▶ **DATA FOR ANALYSIS**:
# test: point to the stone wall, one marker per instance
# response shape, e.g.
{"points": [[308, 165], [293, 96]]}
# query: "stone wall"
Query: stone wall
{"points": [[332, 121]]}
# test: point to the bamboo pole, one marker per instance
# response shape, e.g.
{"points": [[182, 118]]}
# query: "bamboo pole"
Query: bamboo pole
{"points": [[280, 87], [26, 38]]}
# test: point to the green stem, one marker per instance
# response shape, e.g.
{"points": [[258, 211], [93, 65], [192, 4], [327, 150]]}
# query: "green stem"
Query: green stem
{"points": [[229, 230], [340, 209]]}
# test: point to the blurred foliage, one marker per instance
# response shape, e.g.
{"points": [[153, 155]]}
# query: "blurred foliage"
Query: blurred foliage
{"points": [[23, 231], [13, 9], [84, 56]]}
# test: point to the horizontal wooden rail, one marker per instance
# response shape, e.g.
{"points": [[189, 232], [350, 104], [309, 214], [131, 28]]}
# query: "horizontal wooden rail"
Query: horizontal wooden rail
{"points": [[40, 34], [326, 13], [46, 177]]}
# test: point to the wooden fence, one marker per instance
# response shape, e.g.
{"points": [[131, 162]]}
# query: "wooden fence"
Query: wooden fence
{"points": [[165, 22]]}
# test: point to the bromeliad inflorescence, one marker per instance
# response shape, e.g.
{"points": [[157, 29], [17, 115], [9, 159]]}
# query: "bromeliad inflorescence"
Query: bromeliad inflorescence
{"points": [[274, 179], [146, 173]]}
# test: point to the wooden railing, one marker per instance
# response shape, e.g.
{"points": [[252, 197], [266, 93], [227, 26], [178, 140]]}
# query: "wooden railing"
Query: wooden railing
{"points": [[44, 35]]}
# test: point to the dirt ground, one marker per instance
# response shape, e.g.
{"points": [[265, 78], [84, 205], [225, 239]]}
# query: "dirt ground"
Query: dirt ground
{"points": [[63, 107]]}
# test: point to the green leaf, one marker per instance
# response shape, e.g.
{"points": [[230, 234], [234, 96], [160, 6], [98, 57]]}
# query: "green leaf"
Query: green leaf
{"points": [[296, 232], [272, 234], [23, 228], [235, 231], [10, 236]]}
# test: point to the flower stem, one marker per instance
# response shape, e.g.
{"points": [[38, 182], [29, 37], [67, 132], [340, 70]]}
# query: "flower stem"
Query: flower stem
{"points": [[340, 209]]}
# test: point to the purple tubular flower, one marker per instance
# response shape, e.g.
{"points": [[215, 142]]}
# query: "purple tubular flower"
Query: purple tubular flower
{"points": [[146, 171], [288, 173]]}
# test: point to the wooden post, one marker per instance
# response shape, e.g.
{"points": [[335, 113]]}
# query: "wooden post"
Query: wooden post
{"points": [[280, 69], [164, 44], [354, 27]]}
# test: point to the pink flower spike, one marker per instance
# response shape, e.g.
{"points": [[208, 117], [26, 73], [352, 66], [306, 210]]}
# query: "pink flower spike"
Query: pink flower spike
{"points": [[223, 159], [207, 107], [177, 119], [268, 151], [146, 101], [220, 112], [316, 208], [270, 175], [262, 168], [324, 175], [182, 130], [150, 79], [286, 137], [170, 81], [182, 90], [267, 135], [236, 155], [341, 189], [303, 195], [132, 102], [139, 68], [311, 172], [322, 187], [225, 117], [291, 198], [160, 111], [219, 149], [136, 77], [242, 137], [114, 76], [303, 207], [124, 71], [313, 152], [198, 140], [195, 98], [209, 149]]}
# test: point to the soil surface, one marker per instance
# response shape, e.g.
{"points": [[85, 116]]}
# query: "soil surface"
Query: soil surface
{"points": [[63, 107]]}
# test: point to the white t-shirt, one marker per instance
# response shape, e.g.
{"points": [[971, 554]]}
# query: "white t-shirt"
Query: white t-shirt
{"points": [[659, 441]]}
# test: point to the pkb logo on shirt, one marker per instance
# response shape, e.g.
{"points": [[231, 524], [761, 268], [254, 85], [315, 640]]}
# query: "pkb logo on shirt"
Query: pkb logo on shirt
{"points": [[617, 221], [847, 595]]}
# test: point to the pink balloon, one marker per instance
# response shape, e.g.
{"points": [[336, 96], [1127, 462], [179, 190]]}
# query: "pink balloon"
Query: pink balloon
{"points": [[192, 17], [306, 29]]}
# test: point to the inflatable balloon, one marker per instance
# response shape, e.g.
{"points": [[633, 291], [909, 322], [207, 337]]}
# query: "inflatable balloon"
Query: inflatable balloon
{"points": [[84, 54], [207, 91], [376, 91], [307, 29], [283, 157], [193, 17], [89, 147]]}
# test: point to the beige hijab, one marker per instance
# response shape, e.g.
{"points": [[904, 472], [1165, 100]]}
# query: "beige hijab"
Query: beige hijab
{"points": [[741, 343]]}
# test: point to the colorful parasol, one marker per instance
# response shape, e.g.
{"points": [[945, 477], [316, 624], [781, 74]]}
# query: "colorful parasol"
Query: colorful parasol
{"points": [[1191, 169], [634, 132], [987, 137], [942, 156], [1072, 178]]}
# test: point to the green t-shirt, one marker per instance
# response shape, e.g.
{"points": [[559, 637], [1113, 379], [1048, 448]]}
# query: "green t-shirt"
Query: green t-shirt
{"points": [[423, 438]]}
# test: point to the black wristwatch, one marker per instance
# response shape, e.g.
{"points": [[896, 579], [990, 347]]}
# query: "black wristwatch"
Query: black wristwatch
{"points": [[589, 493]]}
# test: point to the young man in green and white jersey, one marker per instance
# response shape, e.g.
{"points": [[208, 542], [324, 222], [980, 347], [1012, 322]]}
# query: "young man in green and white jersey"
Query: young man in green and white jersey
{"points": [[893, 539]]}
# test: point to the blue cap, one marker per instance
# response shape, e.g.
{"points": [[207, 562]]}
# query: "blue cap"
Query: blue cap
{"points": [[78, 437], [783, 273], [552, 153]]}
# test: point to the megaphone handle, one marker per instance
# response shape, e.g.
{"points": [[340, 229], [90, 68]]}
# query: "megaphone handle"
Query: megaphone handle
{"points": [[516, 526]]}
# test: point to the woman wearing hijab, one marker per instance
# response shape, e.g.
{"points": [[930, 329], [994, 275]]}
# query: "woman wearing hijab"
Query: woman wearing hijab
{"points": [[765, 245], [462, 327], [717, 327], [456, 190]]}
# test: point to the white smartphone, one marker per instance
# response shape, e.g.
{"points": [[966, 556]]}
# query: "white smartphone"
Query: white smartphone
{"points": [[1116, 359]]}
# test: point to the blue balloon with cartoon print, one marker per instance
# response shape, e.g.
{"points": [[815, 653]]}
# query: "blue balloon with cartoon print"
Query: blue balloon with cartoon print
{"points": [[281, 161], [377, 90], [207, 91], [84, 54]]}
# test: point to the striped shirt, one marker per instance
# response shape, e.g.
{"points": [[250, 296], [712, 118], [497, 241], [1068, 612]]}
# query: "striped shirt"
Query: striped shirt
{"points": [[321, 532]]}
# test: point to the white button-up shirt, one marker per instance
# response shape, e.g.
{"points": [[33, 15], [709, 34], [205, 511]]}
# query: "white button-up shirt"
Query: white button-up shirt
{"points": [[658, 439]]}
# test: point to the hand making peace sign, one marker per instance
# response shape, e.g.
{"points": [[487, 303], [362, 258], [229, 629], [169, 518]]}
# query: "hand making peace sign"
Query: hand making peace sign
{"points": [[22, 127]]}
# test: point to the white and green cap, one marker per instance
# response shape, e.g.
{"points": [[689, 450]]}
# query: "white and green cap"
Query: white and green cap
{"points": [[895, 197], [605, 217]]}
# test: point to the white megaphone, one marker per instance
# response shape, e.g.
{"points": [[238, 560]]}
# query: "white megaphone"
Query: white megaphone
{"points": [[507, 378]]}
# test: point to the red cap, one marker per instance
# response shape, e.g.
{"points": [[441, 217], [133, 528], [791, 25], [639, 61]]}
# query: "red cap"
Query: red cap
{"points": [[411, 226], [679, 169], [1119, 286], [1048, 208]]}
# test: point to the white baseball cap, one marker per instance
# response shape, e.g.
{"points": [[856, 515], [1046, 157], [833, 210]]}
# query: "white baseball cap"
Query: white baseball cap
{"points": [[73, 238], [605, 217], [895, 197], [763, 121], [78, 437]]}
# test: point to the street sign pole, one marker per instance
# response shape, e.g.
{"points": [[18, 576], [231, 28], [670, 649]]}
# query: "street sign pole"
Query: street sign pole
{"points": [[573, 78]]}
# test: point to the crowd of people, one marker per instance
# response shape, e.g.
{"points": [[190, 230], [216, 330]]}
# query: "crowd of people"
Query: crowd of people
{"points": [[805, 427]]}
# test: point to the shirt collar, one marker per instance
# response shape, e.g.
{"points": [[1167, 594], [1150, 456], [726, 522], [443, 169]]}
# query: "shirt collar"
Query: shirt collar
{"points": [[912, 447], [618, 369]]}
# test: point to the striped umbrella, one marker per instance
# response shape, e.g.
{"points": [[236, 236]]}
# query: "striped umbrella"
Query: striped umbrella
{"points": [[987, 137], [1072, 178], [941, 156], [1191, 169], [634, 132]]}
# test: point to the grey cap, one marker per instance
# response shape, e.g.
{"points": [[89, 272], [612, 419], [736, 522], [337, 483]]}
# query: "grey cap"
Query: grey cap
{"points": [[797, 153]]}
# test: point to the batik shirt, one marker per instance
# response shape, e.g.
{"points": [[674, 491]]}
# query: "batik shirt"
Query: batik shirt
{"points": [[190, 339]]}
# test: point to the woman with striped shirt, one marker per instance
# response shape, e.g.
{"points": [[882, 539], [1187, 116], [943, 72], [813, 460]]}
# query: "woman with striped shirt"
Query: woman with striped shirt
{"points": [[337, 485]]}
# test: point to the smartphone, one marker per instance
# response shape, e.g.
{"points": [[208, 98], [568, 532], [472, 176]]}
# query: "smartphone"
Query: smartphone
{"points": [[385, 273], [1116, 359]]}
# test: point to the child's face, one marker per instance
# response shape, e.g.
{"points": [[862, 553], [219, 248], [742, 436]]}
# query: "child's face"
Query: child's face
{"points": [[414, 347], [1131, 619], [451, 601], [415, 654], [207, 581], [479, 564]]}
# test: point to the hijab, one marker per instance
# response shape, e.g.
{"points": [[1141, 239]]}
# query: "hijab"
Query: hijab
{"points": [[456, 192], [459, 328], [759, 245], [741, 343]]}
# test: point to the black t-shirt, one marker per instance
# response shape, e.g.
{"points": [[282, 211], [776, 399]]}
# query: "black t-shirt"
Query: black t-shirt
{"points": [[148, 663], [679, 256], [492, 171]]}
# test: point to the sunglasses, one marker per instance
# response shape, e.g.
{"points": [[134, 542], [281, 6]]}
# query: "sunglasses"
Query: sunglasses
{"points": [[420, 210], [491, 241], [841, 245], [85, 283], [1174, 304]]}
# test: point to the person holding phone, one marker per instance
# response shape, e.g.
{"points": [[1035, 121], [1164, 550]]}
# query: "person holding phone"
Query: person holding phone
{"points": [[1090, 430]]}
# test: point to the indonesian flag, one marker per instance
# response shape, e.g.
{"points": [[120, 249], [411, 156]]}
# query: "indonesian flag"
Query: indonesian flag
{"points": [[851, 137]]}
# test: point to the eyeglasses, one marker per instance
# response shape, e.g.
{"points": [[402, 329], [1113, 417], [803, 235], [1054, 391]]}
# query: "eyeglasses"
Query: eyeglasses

▶ **REQUIREMENT**:
Everything above from the line containing "Query: horizontal wooden rail" down to the line containing "# test: point to the dirt" is to be transcribed exactly, with both of those lines included and nothing else added.

▶ **RESULT OF THIS TASK**:
Query: horizontal wooden rail
{"points": [[40, 34], [326, 13], [46, 177]]}
# test: point to the wooden fence, one marker per instance
# response shape, e.g.
{"points": [[131, 162]]}
# query: "wooden fence"
Query: wooden fence
{"points": [[165, 22]]}
# test: point to the bromeliad inflorescence, one marker per instance
# response shape, e.g.
{"points": [[157, 29], [17, 115], [9, 159]]}
# query: "bromeliad inflorescence"
Query: bromeliad inflorescence
{"points": [[274, 179], [146, 173]]}
# test: point to the wooden railing, one marker per instance
# response shape, e.g.
{"points": [[252, 197], [266, 93], [227, 26], [178, 140]]}
# query: "wooden railing"
Query: wooden railing
{"points": [[44, 35]]}
# test: point to the dirt ground, one marker per instance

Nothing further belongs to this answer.